## Given request
Transcribe all the entries word for word, but omit the images.

§

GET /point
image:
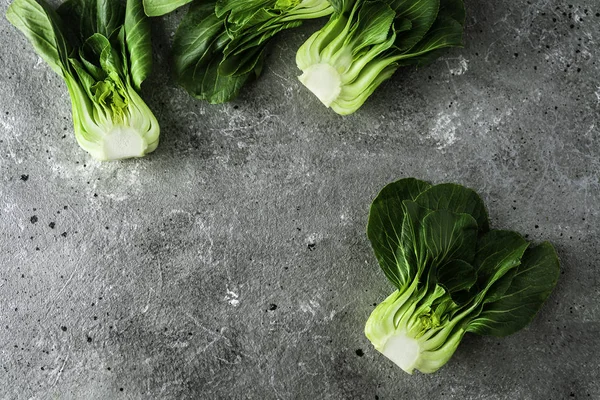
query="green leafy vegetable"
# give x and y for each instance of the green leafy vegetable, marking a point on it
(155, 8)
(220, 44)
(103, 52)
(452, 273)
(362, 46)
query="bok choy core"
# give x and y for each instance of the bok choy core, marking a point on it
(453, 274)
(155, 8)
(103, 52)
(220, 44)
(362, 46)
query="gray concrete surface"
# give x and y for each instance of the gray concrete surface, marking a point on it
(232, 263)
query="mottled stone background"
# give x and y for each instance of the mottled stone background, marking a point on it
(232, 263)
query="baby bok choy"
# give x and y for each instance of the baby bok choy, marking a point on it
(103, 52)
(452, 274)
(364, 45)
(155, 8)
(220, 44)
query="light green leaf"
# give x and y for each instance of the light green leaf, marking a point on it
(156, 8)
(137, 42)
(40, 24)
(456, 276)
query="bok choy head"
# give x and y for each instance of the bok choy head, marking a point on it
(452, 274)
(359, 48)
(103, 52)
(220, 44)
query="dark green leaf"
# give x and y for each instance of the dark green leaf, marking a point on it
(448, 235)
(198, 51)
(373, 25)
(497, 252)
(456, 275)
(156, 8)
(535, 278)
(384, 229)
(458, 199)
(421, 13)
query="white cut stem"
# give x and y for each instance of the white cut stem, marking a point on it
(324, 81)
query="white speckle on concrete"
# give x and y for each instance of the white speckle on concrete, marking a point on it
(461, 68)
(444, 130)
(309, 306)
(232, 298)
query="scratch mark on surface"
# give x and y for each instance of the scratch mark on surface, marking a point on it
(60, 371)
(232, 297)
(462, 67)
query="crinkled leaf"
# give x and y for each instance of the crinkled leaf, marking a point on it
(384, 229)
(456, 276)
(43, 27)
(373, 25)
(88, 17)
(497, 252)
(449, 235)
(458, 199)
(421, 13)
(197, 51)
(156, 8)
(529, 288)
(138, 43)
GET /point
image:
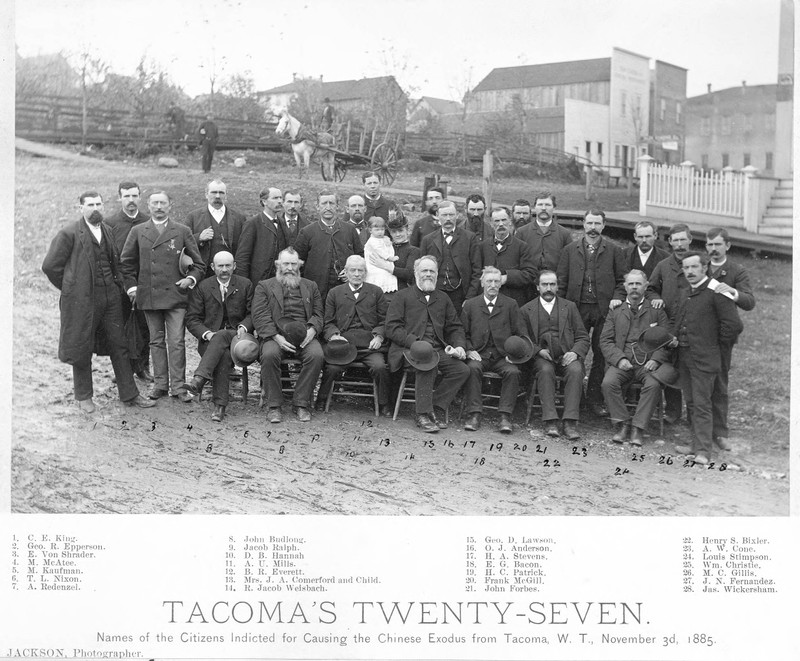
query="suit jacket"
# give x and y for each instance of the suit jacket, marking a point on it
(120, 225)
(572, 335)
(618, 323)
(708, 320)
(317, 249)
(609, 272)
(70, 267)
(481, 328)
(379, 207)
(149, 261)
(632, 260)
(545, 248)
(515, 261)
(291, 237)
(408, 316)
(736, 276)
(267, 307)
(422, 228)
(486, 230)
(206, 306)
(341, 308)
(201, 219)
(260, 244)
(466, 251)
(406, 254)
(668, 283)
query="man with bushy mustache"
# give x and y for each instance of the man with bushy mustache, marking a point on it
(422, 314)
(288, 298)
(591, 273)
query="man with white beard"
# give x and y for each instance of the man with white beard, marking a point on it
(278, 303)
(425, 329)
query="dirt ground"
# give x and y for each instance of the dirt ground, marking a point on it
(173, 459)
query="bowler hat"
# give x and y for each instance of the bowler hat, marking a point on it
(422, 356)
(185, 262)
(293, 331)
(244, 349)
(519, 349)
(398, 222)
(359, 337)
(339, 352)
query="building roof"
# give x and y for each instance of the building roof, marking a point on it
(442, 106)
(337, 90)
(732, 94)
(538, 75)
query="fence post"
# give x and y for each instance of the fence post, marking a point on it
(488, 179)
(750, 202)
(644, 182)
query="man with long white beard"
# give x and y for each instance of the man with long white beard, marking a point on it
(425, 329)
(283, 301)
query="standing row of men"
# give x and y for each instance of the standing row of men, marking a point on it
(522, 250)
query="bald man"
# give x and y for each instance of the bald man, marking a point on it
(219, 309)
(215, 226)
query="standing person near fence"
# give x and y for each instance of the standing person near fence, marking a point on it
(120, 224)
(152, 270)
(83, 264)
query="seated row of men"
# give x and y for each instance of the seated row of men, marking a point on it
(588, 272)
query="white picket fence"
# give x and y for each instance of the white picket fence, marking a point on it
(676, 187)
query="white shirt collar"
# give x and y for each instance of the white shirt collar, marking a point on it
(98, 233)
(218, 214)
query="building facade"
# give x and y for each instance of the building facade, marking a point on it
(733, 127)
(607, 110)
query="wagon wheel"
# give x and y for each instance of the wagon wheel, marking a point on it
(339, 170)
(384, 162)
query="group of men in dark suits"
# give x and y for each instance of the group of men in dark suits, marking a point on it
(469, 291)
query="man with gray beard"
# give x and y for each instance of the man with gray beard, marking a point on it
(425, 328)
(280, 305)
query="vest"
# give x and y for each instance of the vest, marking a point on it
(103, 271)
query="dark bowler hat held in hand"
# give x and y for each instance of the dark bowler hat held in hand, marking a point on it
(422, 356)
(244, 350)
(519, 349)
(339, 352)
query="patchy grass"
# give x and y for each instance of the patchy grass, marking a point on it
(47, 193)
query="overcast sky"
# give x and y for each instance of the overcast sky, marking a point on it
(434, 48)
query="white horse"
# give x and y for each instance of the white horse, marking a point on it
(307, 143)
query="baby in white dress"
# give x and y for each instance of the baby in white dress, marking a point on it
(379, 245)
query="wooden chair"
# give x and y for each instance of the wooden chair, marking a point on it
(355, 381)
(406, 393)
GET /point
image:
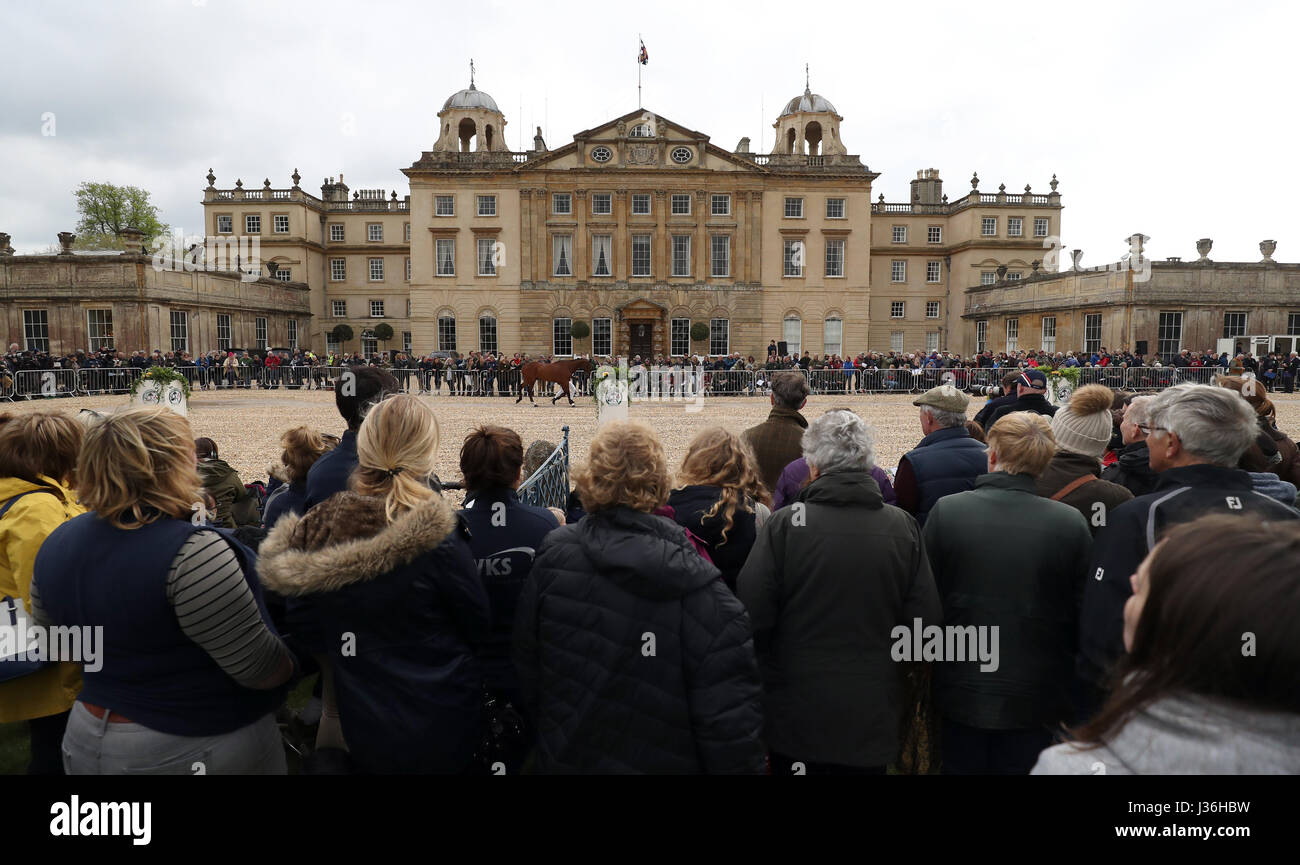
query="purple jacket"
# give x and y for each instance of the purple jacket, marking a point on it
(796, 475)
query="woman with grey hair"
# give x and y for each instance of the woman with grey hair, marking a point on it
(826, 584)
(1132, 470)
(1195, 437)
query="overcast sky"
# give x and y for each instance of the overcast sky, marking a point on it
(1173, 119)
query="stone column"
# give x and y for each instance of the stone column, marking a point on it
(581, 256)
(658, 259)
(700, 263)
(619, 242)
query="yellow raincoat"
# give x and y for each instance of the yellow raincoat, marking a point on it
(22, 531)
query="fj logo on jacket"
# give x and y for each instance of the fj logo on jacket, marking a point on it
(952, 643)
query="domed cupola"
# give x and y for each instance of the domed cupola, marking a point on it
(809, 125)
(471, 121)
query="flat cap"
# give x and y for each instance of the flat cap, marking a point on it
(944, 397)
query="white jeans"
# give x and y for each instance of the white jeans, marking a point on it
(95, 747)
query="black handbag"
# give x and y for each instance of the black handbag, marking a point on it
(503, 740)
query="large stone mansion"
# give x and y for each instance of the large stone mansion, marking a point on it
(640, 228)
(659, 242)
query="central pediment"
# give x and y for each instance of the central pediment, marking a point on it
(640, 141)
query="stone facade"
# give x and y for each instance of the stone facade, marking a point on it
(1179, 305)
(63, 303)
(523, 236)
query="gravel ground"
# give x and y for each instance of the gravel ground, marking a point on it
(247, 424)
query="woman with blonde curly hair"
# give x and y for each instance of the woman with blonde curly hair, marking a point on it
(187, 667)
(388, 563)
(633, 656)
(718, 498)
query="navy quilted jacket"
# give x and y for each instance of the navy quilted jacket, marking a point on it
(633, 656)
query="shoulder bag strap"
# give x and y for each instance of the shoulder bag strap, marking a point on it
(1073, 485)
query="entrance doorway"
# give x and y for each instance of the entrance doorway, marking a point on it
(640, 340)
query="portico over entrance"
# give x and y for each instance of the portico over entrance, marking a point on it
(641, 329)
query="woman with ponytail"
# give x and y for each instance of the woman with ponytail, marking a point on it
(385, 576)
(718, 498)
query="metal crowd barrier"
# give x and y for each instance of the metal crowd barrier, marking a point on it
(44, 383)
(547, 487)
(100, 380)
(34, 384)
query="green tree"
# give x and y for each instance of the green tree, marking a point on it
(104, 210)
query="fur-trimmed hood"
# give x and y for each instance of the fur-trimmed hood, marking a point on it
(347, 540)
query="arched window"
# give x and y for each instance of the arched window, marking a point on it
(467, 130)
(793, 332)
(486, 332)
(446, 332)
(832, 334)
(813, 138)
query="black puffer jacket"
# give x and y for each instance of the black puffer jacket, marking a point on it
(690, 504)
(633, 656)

§

## Full answer
GET /point
image:
query="green leafy vegetable"
# give x and y for each instance of the green leafy vegetable, marking a point on it
(155, 8)
(220, 44)
(103, 52)
(452, 273)
(362, 46)
query="bok choy core"
# give x and y for each instance of the bok choy core, marking a point on it
(453, 274)
(155, 8)
(103, 52)
(220, 44)
(362, 46)
query="gray concrete surface"
# give x and y for each instance of the gray concrete surface, marking a point on it
(232, 263)
query="mottled stone background"
# give x and y for each instance of the mottled stone background, marking a point on it
(232, 263)
query="baby bok choy"
# give x and y for each instance of the baby bok choy, marking a point on it
(103, 52)
(452, 274)
(364, 45)
(155, 8)
(220, 44)
query="light green leaf"
# give x and y for each instance of the light green leaf, marking a point on it
(156, 8)
(137, 42)
(40, 24)
(456, 276)
query="bok choy head"
# give x and y for each instance of the bok choy head, marking a point on it
(452, 274)
(359, 48)
(103, 52)
(220, 44)
query="dark green leaf"
# give x and y for each instance of the dark green leaf, marking a point on it
(448, 235)
(198, 51)
(373, 25)
(497, 252)
(456, 275)
(156, 8)
(535, 278)
(384, 229)
(458, 199)
(421, 13)
query="white cut stem"
# give x and y for each instance of the white cut stem, marking a point on it
(324, 81)
query="white speckle on concrete"
# give x and y for each instance of the white speckle on concrete, marking a point on it
(461, 68)
(444, 130)
(309, 306)
(232, 298)
query="scratch mark on surface"
# give x and y for each instance of the scratch mark on surface, marking a point on it
(60, 371)
(232, 297)
(462, 67)
query="crinkled leaf"
# give x and y for each instance of the crinkled leaf, marking a point on it
(384, 229)
(456, 276)
(43, 27)
(373, 25)
(88, 17)
(497, 252)
(449, 235)
(458, 199)
(421, 13)
(197, 51)
(156, 8)
(529, 288)
(138, 43)
GET /point
image:
query="suit jacket"
# give x and y for each instance of the suit jacket, marking a point on it
(120, 225)
(572, 335)
(618, 323)
(708, 320)
(317, 249)
(609, 272)
(70, 267)
(481, 328)
(379, 207)
(149, 261)
(632, 260)
(545, 248)
(515, 261)
(291, 237)
(408, 316)
(736, 276)
(267, 307)
(422, 228)
(486, 230)
(206, 306)
(341, 308)
(201, 219)
(260, 244)
(466, 251)
(406, 254)
(668, 283)
query="man with bushy mustache"
# give x and y for each instance of the man with bushy mustache, marking a point on it
(422, 314)
(288, 298)
(591, 273)
query="man with white beard"
# give x and y for each instance of the man with white beard, marking a point on it
(278, 303)
(425, 329)
query="dirt ground"
# give x and y for each instance of the dirt ground, marking a point on it
(173, 459)
query="bowler hat"
# give x and y for each instance of the bowler hat, marking a point on it
(422, 356)
(185, 262)
(293, 331)
(244, 349)
(519, 349)
(398, 222)
(359, 337)
(339, 352)
query="building roof"
# give x and y for each instance of the building roof, marking a point on it
(442, 106)
(337, 90)
(732, 94)
(538, 75)
query="fence post"
# give x and y for each instance of the fence post, marking a point on it
(488, 179)
(750, 202)
(644, 182)
query="man with long white beard"
# give x and y for each instance of the man with long white beard, marking a point on it
(425, 329)
(283, 301)
query="standing row of men"
# give x and y for each instance of the standing row of men, marking a point on it
(522, 250)
query="bald man"
# give x and y for each instance of the bald man, marking a point on it
(219, 309)
(215, 226)
query="standing person near fence"
# give x and y for each instance of the standing person near fence, marking a point on it
(120, 224)
(152, 270)
(83, 264)
query="seated row of men"
# give x and y for each instance of the seated row of men, marking a point on it
(588, 272)
query="white picket fence"
# give x and y for each instance of the white picket fence, marking a point on it
(676, 187)
query="white shirt collar"
# give x and y for each instance of the white shirt collar, marking a point on it
(98, 233)
(218, 214)
query="building facade"
# give x and y for each instance of the building facade, marking a point on it
(733, 127)
(607, 110)
query="wagon wheel"
# give x and y for each instance of the wagon wheel, marking a point on it
(339, 170)
(384, 162)
query="group of men in dark suits"
# give x and y for each instance of the group of men in dark suits, marking a point on it
(469, 291)
query="man with gray beard"
# give x and y for each instance of the man with gray beard, marking a point on it
(425, 328)
(280, 305)
query="vest"
# give x and y for each instance of the vest, marking a point on it
(103, 271)
query="dark bowler hat held in hand"
# give x and y for each instance of the dark bowler hat held in hand, marking a point on it
(422, 356)
(244, 350)
(519, 349)
(339, 352)
query="patchy grass"
# give x and y for each instance of the patchy grass, marking a point on it
(47, 193)
query="overcast sky"
# give x and y for each instance of the overcast sky, marking a point on it
(434, 48)
query="white horse"
# give x and y for each instance of the white horse, marking a point on it
(307, 143)
query="baby in white dress"
# give x and y for each instance of the baby in white dress, marking a point on it
(379, 245)
query="wooden chair"
# give x and y for each instance of the wooden chair, marking a point on it
(355, 381)
(406, 393)
GET /point
image:
query="purple jacket"
# give x and y for each instance of the purple jacket, marking a point on it
(796, 475)
query="woman with grey hair"
# give x and y for each instance of the woman with grey hair, marking a point on it
(826, 584)
(1132, 470)
(1195, 437)
query="overcast sky"
# give x and y for each instance of the overcast sky, marking a point on it
(1173, 119)
query="stone column"
# give x and y for each instance of the stone column, marking a point on it
(581, 256)
(658, 259)
(700, 263)
(619, 242)
query="yellow raincoat"
# give x and y for each instance of the yellow raincoat, marking a point on it
(22, 531)
query="fj logo on jacket"
# give x and y for each instance of the fj logo on jacket, marking a point on it
(952, 643)
query="domed cupola"
# give x and y for each instance of the domed cupola, marking a point on it
(809, 125)
(471, 121)
query="flat cap"
# give x and y for each instance of the flat cap, marking a point on it
(944, 397)
query="white jeans"
# give x and y for each instance of the white jeans, marking a point on it
(95, 747)
query="black handbag"
# give x and y for each instance of the black handbag, marking a point on it
(503, 740)
query="large stone mansion"
# give x and y for each instance of the large stone mansion, marking a point on it
(640, 228)
(659, 242)
query="central pediment"
# give x and y for each instance of the central pediment, marking a point on it
(640, 141)
query="stone facade"
# give x and y for each instance of the stone facade, marking a point on it
(1179, 305)
(63, 303)
(523, 236)
query="gravel ground"
# give x and y for each instance of the gravel ground, marking a point on it
(247, 424)
query="woman with blonde curly hair"
# give x and y for each instance of the woman with blonde curly hair, marking a point on it
(187, 667)
(388, 563)
(633, 656)
(718, 498)
query="navy quilted jacket"
# give x and y for each instance of the navy quilted jacket, marking a point on it
(633, 656)
query="shoulder bag strap"
# give x and y for each instance of the shoulder bag strap, marking a point on it
(1073, 485)
query="entrance doorway"
# give x and y for each instance of the entrance doorway, marking a point on it
(640, 340)
query="portico over entrance"
# give x and y for each instance of the portico over entrance, marking a point on it
(641, 329)
query="woman with ponytail"
# give x and y for each instance of the woman with ponytail, marking a point on it
(385, 576)
(718, 498)
query="metal crowd barrier"
# give x and y for each instance of the metal crowd barrier, marking a point on it
(44, 383)
(547, 487)
(100, 380)
(34, 384)
query="green tree"
# give x and y for each instance of the green tree, marking a point on it
(104, 210)
query="fur-trimmed hood"
# give x and y for each instance of the fur-trimmed hood, marking a point on it
(347, 540)
query="arched window"
# give x and y for each instance of the arched window, marking a point on it
(467, 130)
(793, 332)
(486, 332)
(446, 332)
(832, 334)
(813, 138)
query="black puffer jacket"
# give x and y for each instance of the black puffer jacket, marking a point on it
(690, 504)
(633, 656)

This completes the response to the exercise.